> **Exercise A**: In the forum post below, name every field that appears directly inside the Assignment object of the var_dump output.

Jump to content

Parsing an XML file (problems with spliting string)


Recommended Posts

Hi there!

 

I am parsing an XML file that returns me the following content when doing a var_dump of the variable where I save the request result:

 

SimpleXMLElement Object ( [OperationRequest] => SimpleXMLElement Object ( [RequestId] => f97fc8ad-5b22-4b6d-afc1-5bd39688ccc2 ) [GetAssignmentsForHITResult] => SimpleXMLElement Object ( [Request] => SimpleXMLElement Object ( [isValid] => True ) [NumResults] => 1 [TotalNumResults] => 1 [PageNumber] => 1 [Assignment] => SimpleXMLElement Object ( [AssignmentId] => 17VV0P0347QWX375EKBKCLRW6OGIPO [WorkerId] => A2E4B4CF25RBJ0 [HITId] => 195QQH69ZJBV49I6YWTTTC1XMJKWCQ [AssignmentStatus] => Submitted [AutoApprovalTime] => 2010-03-24T22:06:23Z [AcceptTime] => 2010-02-22T22:05:09Z [submitTime] => 2010-02-22T22:06:23Z [Answer] => primaryJob nothing reasonUsing Entertainment|Income|moremoney mobilPhone iphone3G educationLevel levelPhD changeLife the jeans of henry sucxx educationLevelFather levelPhD sex female peopleHome 8 oftenTurk MoreOnceWeek fatherPrimaryJob yaah motherPrimaryJob idontknow monthlyIncome 12313 own MobilePhone|Bicycle age 60 educationLevelMother levelPhD existHome Television|Refrigerator countryVisit oneVisit firstTurk halfyear locationTurk School| ) ) )

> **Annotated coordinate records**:
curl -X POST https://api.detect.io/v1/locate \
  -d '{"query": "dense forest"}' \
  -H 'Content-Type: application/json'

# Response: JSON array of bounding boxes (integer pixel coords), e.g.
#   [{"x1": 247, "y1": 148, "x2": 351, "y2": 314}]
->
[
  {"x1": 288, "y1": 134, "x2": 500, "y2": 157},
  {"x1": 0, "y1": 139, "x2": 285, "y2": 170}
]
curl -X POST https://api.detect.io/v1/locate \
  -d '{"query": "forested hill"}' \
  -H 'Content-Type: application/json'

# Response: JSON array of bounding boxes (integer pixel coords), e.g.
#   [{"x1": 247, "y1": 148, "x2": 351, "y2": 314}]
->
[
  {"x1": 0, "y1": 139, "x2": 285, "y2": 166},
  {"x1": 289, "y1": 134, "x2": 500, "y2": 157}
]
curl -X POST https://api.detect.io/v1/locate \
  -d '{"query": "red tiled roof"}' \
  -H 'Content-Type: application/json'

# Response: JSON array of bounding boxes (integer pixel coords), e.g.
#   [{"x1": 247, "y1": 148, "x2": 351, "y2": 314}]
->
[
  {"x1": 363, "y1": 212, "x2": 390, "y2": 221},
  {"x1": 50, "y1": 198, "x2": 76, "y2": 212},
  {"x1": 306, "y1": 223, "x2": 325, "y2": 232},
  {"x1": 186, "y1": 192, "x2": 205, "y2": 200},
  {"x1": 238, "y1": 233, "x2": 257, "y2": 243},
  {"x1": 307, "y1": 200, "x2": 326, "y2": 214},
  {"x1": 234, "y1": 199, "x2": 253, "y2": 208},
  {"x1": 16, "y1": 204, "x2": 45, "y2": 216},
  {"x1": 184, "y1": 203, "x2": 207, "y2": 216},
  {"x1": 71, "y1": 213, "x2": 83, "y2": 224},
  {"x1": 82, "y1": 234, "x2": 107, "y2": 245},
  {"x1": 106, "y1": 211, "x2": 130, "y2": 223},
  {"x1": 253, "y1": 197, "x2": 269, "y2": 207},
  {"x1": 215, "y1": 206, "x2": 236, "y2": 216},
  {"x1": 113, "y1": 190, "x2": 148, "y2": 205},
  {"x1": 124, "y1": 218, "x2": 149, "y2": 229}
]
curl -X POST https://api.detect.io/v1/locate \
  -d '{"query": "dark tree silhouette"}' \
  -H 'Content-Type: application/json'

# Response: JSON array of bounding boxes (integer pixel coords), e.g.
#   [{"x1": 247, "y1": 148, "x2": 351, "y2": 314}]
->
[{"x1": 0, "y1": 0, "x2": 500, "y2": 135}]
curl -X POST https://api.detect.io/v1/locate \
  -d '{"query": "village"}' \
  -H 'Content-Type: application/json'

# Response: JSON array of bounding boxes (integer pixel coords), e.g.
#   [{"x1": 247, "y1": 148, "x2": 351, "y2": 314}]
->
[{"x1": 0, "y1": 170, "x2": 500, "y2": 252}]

> **Exercise B**: List each line of the records above that contains the string "query".

> **Correct answer A**: AssignmentId, WorkerId, HITId, AssignmentStatus, AutoApprovalTime, AcceptTime, submitTime, Answer

> **Correct answer B**:
  -d '{"query": "dense forest"}' \
  -d '{"query": "forested hill"}' \
  -d '{"query": "red tiled roof"}' \
  -d '{"query": "dark tree silhouette"}' \
  -d '{"query": "village"}' \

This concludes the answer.